## SUPPLIED TEXT
A few days after I brought him home @8 weeks


Just this week


----------



## Jennmay (Dec 31, 2011)

Enjoying all the puppy pics! I really love the long haired chi's they looked like little fluffy poof balls heheh.. My Holly I already posted pics since she is still a baby I will not bore you lol and my older Chi Zoe I have no puppy pics since we got her at the age of 2.


----------



## lulu'smom (Jan 4, 2012)

Blue Chi said:


> Wow. Lulu's coloring changed alot.


It didn't change as much as you think. It's the angle and lighting of the two different pics, but I can see how you would think that.


----------



## Blue Chi (Oct 12, 2011)

lulu'smom said:


> It didn't change as much as you think. It's the angle and lighting of the two different pics, but I can see how you would think that.


Oh ok. You can't even see her cute lil face mask in the first one.


----------



## guccigrande (Apr 17, 2011)

I just love all these photos!
I found another really cute one of gucci with a puppy mousse mustache which I just had to share!


----------



## MaisysMom (Mar 9, 2011)

I'm so jealous of all the baby chi pics! We adopted Maisy when she was 2, but she's still changed a lot since then. She was skinny and all her beautiful long fur was shaved down.

## GIVEN EXERCISE A
According to the Chihuahua photo thread, what had happened to Maisy's long fur when she was adopted?
## GIVEN EXERCISE B
Translate this sentence from the Chihuahua photo thread into Spanish: "She was skinny and all her beautiful long fur was shaved down."

## INFORMATION GIVEN
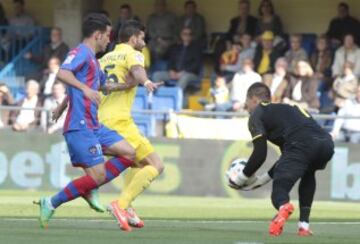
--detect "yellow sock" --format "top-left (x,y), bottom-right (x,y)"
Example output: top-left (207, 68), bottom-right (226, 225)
top-left (118, 165), bottom-right (159, 209)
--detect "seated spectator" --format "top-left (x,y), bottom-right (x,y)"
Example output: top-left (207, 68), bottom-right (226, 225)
top-left (285, 35), bottom-right (308, 74)
top-left (147, 0), bottom-right (178, 60)
top-left (263, 58), bottom-right (290, 103)
top-left (231, 59), bottom-right (261, 111)
top-left (256, 0), bottom-right (283, 36)
top-left (200, 75), bottom-right (231, 111)
top-left (153, 28), bottom-right (202, 91)
top-left (254, 31), bottom-right (281, 75)
top-left (330, 86), bottom-right (360, 143)
top-left (326, 2), bottom-right (360, 47)
top-left (283, 61), bottom-right (320, 112)
top-left (25, 27), bottom-right (69, 69)
top-left (333, 62), bottom-right (358, 108)
top-left (179, 0), bottom-right (206, 48)
top-left (0, 2), bottom-right (9, 63)
top-left (332, 34), bottom-right (360, 77)
top-left (220, 33), bottom-right (255, 81)
top-left (40, 81), bottom-right (66, 134)
top-left (227, 0), bottom-right (257, 42)
top-left (11, 80), bottom-right (42, 131)
top-left (0, 83), bottom-right (14, 128)
top-left (310, 35), bottom-right (332, 79)
top-left (114, 4), bottom-right (140, 39)
top-left (42, 57), bottom-right (61, 96)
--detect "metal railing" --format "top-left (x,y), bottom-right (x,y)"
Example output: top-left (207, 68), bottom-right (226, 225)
top-left (0, 105), bottom-right (360, 134)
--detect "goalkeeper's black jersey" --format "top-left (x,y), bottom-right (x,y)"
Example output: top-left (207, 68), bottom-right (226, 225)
top-left (248, 103), bottom-right (327, 148)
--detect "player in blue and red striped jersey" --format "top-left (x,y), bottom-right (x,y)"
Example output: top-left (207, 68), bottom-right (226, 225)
top-left (34, 14), bottom-right (135, 231)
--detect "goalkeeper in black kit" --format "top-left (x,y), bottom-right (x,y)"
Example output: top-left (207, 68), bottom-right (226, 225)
top-left (229, 83), bottom-right (334, 236)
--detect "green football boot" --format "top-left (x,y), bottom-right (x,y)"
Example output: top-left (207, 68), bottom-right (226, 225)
top-left (84, 189), bottom-right (105, 213)
top-left (34, 197), bottom-right (55, 229)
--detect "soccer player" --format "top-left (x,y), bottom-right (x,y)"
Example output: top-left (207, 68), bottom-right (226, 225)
top-left (229, 83), bottom-right (334, 236)
top-left (35, 14), bottom-right (135, 228)
top-left (99, 21), bottom-right (164, 231)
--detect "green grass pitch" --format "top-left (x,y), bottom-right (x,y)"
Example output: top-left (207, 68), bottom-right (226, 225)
top-left (0, 190), bottom-right (360, 244)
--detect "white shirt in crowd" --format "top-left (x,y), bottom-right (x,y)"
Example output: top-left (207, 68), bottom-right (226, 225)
top-left (231, 71), bottom-right (261, 103)
top-left (332, 98), bottom-right (360, 135)
top-left (332, 47), bottom-right (360, 77)
top-left (16, 96), bottom-right (38, 125)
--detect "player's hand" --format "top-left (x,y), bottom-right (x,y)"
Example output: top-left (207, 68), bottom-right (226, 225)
top-left (144, 80), bottom-right (164, 92)
top-left (240, 172), bottom-right (272, 191)
top-left (83, 86), bottom-right (101, 105)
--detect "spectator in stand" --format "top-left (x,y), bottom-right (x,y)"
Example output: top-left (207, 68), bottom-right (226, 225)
top-left (11, 80), bottom-right (42, 131)
top-left (231, 59), bottom-right (261, 111)
top-left (326, 2), bottom-right (360, 47)
top-left (310, 34), bottom-right (333, 79)
top-left (25, 27), bottom-right (69, 69)
top-left (254, 31), bottom-right (281, 75)
top-left (9, 0), bottom-right (35, 40)
top-left (256, 0), bottom-right (283, 36)
top-left (179, 0), bottom-right (206, 48)
top-left (153, 28), bottom-right (202, 91)
top-left (40, 81), bottom-right (66, 134)
top-left (263, 58), bottom-right (290, 103)
top-left (285, 34), bottom-right (308, 74)
top-left (227, 0), bottom-right (257, 42)
top-left (0, 2), bottom-right (9, 63)
top-left (332, 34), bottom-right (360, 77)
top-left (330, 86), bottom-right (360, 143)
top-left (0, 83), bottom-right (14, 128)
top-left (220, 33), bottom-right (255, 81)
top-left (114, 4), bottom-right (140, 39)
top-left (147, 0), bottom-right (178, 61)
top-left (333, 61), bottom-right (358, 108)
top-left (200, 75), bottom-right (231, 111)
top-left (41, 57), bottom-right (61, 96)
top-left (283, 61), bottom-right (320, 112)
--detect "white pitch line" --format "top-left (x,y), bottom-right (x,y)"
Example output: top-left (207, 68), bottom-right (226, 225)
top-left (0, 218), bottom-right (360, 225)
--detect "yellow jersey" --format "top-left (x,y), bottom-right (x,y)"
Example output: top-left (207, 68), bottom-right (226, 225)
top-left (99, 43), bottom-right (145, 121)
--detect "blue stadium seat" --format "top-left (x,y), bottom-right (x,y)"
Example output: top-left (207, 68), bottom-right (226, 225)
top-left (133, 114), bottom-right (156, 137)
top-left (132, 86), bottom-right (149, 110)
top-left (152, 87), bottom-right (183, 111)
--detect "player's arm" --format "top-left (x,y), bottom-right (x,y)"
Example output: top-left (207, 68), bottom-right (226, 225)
top-left (52, 96), bottom-right (69, 122)
top-left (130, 65), bottom-right (162, 92)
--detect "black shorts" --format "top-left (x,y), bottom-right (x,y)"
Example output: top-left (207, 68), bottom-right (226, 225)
top-left (273, 133), bottom-right (334, 180)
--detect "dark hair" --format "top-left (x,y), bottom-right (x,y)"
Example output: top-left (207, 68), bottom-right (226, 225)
top-left (118, 20), bottom-right (145, 42)
top-left (258, 0), bottom-right (275, 16)
top-left (82, 13), bottom-right (111, 38)
top-left (13, 0), bottom-right (25, 5)
top-left (120, 3), bottom-right (131, 11)
top-left (338, 2), bottom-right (349, 11)
top-left (246, 82), bottom-right (271, 102)
top-left (184, 0), bottom-right (197, 7)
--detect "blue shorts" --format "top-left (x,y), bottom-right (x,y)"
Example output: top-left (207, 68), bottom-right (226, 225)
top-left (64, 125), bottom-right (123, 168)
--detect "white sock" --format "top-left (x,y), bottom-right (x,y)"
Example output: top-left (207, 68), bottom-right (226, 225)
top-left (298, 221), bottom-right (310, 230)
top-left (46, 197), bottom-right (55, 210)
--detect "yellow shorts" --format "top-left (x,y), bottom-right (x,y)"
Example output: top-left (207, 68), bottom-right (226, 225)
top-left (103, 119), bottom-right (154, 162)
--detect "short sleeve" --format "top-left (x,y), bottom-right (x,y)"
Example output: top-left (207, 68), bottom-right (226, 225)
top-left (100, 70), bottom-right (107, 87)
top-left (127, 51), bottom-right (145, 70)
top-left (61, 50), bottom-right (87, 72)
top-left (248, 106), bottom-right (266, 140)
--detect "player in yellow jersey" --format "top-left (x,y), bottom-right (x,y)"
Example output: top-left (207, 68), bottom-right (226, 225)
top-left (99, 21), bottom-right (164, 231)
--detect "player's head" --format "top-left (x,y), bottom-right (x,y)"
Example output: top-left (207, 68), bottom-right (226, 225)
top-left (118, 20), bottom-right (145, 51)
top-left (246, 82), bottom-right (271, 113)
top-left (82, 13), bottom-right (111, 52)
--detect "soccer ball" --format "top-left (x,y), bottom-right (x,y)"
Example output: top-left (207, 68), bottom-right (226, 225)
top-left (225, 158), bottom-right (246, 182)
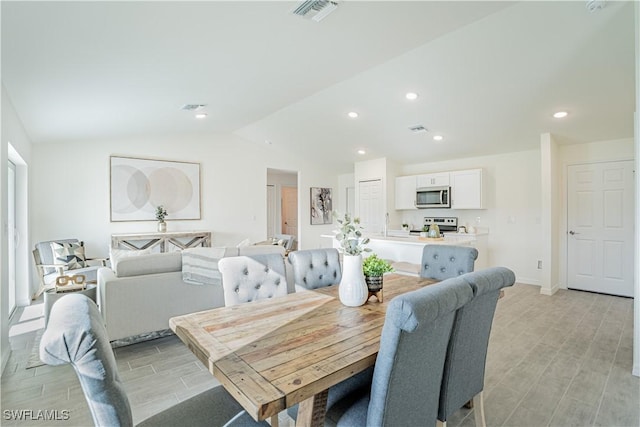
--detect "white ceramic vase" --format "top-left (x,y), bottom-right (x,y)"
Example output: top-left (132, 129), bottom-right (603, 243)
top-left (338, 254), bottom-right (369, 307)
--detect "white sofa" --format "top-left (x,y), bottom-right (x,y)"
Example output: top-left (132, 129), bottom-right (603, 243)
top-left (98, 245), bottom-right (293, 342)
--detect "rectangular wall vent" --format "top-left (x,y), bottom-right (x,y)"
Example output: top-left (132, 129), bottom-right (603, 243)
top-left (292, 0), bottom-right (338, 22)
top-left (180, 104), bottom-right (207, 111)
top-left (409, 125), bottom-right (429, 133)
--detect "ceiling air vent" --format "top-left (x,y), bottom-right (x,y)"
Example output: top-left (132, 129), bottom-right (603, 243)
top-left (409, 125), bottom-right (429, 133)
top-left (293, 0), bottom-right (338, 22)
top-left (180, 104), bottom-right (207, 111)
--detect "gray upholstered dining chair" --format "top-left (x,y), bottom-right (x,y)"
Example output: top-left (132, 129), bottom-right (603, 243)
top-left (40, 294), bottom-right (268, 427)
top-left (420, 245), bottom-right (478, 280)
top-left (326, 278), bottom-right (473, 426)
top-left (218, 254), bottom-right (288, 306)
top-left (289, 248), bottom-right (342, 291)
top-left (438, 267), bottom-right (516, 427)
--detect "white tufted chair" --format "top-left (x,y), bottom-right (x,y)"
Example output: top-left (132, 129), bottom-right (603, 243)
top-left (218, 254), bottom-right (287, 306)
top-left (289, 248), bottom-right (342, 292)
top-left (420, 245), bottom-right (478, 280)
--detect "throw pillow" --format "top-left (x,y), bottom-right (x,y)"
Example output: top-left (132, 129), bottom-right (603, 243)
top-left (51, 242), bottom-right (87, 270)
top-left (109, 247), bottom-right (151, 271)
top-left (236, 239), bottom-right (251, 248)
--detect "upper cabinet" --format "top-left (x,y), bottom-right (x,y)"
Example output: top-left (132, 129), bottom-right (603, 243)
top-left (415, 172), bottom-right (450, 188)
top-left (395, 169), bottom-right (486, 210)
top-left (450, 169), bottom-right (484, 209)
top-left (395, 175), bottom-right (417, 209)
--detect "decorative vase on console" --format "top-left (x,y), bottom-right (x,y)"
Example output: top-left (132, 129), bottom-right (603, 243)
top-left (156, 205), bottom-right (169, 233)
top-left (335, 214), bottom-right (371, 307)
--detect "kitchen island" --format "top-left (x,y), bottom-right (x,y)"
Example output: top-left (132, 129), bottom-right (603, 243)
top-left (321, 234), bottom-right (474, 274)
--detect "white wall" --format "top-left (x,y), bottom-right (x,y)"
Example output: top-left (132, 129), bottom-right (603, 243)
top-left (0, 85), bottom-right (31, 372)
top-left (30, 135), bottom-right (337, 294)
top-left (400, 150), bottom-right (542, 285)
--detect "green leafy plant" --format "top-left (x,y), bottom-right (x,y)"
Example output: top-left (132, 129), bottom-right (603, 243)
top-left (362, 254), bottom-right (393, 277)
top-left (333, 212), bottom-right (371, 255)
top-left (156, 205), bottom-right (169, 221)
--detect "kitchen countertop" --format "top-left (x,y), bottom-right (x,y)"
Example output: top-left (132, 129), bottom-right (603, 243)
top-left (367, 234), bottom-right (473, 246)
top-left (321, 233), bottom-right (474, 246)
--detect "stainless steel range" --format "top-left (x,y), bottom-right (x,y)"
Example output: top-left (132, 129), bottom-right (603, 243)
top-left (410, 216), bottom-right (458, 235)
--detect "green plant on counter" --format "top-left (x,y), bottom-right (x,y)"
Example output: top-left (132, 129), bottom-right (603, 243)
top-left (333, 212), bottom-right (371, 255)
top-left (156, 205), bottom-right (169, 221)
top-left (362, 254), bottom-right (393, 277)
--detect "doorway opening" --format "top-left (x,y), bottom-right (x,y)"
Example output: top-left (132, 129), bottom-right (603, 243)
top-left (267, 169), bottom-right (299, 249)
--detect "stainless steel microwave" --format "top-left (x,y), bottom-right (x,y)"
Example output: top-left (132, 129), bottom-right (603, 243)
top-left (416, 187), bottom-right (451, 209)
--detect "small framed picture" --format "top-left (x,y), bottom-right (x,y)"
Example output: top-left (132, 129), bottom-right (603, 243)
top-left (311, 187), bottom-right (333, 225)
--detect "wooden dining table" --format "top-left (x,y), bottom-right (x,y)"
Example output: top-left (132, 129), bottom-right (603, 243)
top-left (169, 274), bottom-right (436, 426)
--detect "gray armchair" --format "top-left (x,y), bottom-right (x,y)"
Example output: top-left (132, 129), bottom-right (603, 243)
top-left (438, 267), bottom-right (516, 427)
top-left (33, 239), bottom-right (107, 299)
top-left (420, 245), bottom-right (478, 280)
top-left (289, 248), bottom-right (342, 291)
top-left (327, 278), bottom-right (473, 426)
top-left (40, 294), bottom-right (268, 427)
top-left (218, 254), bottom-right (288, 306)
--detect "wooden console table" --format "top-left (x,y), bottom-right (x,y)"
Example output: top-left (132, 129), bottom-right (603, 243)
top-left (111, 231), bottom-right (211, 252)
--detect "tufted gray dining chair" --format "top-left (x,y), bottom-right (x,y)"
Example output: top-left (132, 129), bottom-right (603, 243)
top-left (289, 248), bottom-right (342, 291)
top-left (326, 277), bottom-right (473, 426)
top-left (40, 294), bottom-right (268, 427)
top-left (420, 245), bottom-right (478, 280)
top-left (218, 254), bottom-right (288, 306)
top-left (438, 267), bottom-right (516, 427)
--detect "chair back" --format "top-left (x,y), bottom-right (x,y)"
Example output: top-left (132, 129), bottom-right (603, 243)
top-left (420, 245), bottom-right (478, 280)
top-left (33, 239), bottom-right (79, 274)
top-left (366, 278), bottom-right (473, 426)
top-left (40, 294), bottom-right (133, 426)
top-left (218, 254), bottom-right (287, 306)
top-left (438, 267), bottom-right (515, 421)
top-left (289, 248), bottom-right (342, 290)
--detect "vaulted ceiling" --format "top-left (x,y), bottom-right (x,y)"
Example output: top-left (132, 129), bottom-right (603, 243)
top-left (1, 0), bottom-right (636, 171)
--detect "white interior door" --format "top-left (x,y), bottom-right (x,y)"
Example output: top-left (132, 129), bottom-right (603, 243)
top-left (282, 187), bottom-right (298, 240)
top-left (358, 179), bottom-right (384, 234)
top-left (267, 185), bottom-right (278, 237)
top-left (567, 161), bottom-right (635, 296)
top-left (7, 162), bottom-right (18, 315)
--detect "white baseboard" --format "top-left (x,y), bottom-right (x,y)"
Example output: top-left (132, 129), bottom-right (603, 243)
top-left (0, 345), bottom-right (11, 377)
top-left (516, 277), bottom-right (540, 286)
top-left (540, 284), bottom-right (560, 296)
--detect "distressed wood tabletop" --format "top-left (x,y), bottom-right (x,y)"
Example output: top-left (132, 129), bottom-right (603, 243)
top-left (169, 274), bottom-right (435, 425)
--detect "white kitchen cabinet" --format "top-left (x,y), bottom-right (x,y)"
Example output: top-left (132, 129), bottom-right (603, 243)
top-left (395, 175), bottom-right (416, 209)
top-left (416, 172), bottom-right (450, 188)
top-left (450, 169), bottom-right (484, 209)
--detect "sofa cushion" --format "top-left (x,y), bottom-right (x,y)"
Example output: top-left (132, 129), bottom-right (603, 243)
top-left (50, 242), bottom-right (87, 270)
top-left (109, 247), bottom-right (151, 271)
top-left (238, 245), bottom-right (286, 257)
top-left (182, 247), bottom-right (238, 284)
top-left (114, 252), bottom-right (182, 277)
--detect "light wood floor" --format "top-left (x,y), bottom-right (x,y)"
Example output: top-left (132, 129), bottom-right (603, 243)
top-left (0, 285), bottom-right (640, 427)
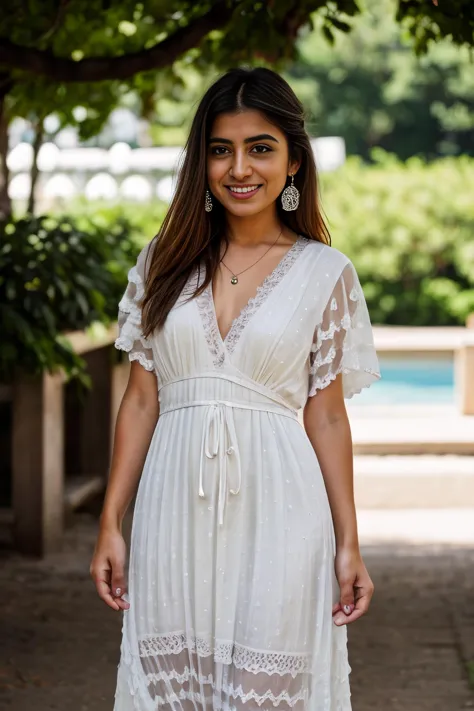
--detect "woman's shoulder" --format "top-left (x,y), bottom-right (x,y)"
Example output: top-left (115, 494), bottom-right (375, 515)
top-left (303, 237), bottom-right (352, 274)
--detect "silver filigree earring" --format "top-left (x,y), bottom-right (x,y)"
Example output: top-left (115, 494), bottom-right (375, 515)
top-left (281, 175), bottom-right (300, 212)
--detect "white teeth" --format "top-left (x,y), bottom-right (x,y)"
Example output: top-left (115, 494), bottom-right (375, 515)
top-left (229, 185), bottom-right (258, 193)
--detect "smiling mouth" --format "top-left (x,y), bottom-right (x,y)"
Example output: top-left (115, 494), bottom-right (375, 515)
top-left (226, 185), bottom-right (262, 200)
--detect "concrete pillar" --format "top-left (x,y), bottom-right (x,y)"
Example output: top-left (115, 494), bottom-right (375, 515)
top-left (12, 373), bottom-right (64, 556)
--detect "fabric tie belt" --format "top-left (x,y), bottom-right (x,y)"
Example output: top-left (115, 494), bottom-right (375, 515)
top-left (160, 376), bottom-right (298, 526)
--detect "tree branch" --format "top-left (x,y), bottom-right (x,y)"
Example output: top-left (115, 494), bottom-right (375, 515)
top-left (0, 0), bottom-right (235, 82)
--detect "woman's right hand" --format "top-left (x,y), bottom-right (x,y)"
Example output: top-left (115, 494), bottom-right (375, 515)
top-left (89, 529), bottom-right (130, 610)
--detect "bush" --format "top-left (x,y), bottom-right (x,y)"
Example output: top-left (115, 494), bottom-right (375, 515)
top-left (0, 216), bottom-right (138, 384)
top-left (322, 151), bottom-right (474, 326)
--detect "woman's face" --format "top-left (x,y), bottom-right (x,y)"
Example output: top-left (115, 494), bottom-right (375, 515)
top-left (207, 110), bottom-right (298, 217)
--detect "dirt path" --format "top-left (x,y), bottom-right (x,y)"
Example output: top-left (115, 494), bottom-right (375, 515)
top-left (0, 514), bottom-right (474, 711)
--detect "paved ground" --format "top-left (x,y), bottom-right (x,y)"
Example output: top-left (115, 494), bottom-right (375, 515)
top-left (0, 514), bottom-right (474, 711)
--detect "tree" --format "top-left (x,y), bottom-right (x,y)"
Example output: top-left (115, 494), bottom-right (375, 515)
top-left (0, 0), bottom-right (474, 217)
top-left (286, 0), bottom-right (474, 159)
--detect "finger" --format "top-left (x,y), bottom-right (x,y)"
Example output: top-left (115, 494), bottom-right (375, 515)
top-left (333, 609), bottom-right (365, 627)
top-left (110, 564), bottom-right (127, 597)
top-left (333, 596), bottom-right (370, 625)
top-left (95, 580), bottom-right (120, 610)
top-left (340, 580), bottom-right (355, 615)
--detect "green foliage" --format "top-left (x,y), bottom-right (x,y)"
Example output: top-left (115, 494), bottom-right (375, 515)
top-left (0, 216), bottom-right (138, 384)
top-left (287, 0), bottom-right (474, 159)
top-left (322, 151), bottom-right (474, 326)
top-left (60, 198), bottom-right (168, 248)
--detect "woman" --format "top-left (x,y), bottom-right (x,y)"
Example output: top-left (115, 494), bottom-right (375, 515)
top-left (91, 68), bottom-right (379, 711)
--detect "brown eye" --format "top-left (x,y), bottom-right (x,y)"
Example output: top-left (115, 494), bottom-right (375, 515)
top-left (252, 144), bottom-right (272, 153)
top-left (211, 146), bottom-right (228, 156)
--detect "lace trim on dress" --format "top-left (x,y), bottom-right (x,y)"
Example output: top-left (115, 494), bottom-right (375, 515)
top-left (116, 632), bottom-right (351, 711)
top-left (196, 283), bottom-right (225, 368)
top-left (114, 266), bottom-right (155, 372)
top-left (197, 235), bottom-right (312, 367)
top-left (139, 632), bottom-right (310, 678)
top-left (224, 236), bottom-right (311, 353)
top-left (309, 365), bottom-right (380, 400)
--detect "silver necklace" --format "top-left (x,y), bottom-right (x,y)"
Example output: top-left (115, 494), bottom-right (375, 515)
top-left (221, 230), bottom-right (283, 284)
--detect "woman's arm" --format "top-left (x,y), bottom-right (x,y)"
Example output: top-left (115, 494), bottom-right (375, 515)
top-left (303, 374), bottom-right (374, 624)
top-left (90, 361), bottom-right (159, 610)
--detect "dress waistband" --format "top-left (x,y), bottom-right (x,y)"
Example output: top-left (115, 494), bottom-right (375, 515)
top-left (159, 373), bottom-right (298, 525)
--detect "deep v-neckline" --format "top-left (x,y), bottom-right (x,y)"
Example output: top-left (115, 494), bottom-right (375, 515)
top-left (197, 235), bottom-right (311, 365)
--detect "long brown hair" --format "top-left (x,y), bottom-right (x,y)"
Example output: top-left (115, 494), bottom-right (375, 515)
top-left (142, 67), bottom-right (330, 337)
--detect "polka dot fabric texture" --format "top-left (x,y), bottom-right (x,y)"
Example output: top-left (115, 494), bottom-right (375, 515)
top-left (114, 237), bottom-right (379, 711)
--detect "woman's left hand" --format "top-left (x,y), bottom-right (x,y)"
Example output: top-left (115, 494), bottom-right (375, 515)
top-left (332, 549), bottom-right (374, 626)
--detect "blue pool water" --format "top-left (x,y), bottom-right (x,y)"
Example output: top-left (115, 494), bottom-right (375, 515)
top-left (351, 354), bottom-right (454, 405)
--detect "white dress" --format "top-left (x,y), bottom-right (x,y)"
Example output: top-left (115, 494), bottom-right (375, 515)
top-left (114, 236), bottom-right (380, 711)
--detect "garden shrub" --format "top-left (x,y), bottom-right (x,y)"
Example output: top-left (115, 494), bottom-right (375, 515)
top-left (0, 216), bottom-right (138, 384)
top-left (322, 151), bottom-right (474, 326)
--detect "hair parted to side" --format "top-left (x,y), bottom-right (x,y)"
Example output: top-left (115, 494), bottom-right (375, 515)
top-left (142, 67), bottom-right (330, 337)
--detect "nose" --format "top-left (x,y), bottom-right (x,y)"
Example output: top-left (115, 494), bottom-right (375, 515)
top-left (230, 149), bottom-right (252, 181)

## EXPECTED OUTPUT A
It had all been shaved down.

## EXPECTED OUTPUT B
Estaba flaca y todo su hermoso pelo largo estaba rapado.